[Opening Supplied information section]

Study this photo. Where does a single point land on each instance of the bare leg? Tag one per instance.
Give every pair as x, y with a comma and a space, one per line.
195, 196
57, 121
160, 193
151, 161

[Closing Supplied information section]

§ **To do**:
Your response should consist of the whole listing, repeated exactly.

§ **Your response**:
Study this photo. Where does a single point land on each instance of the bare leg? Tag one per instance.
Give every pair as x, y with a comma and a space, one per line.
195, 196
57, 121
160, 193
151, 161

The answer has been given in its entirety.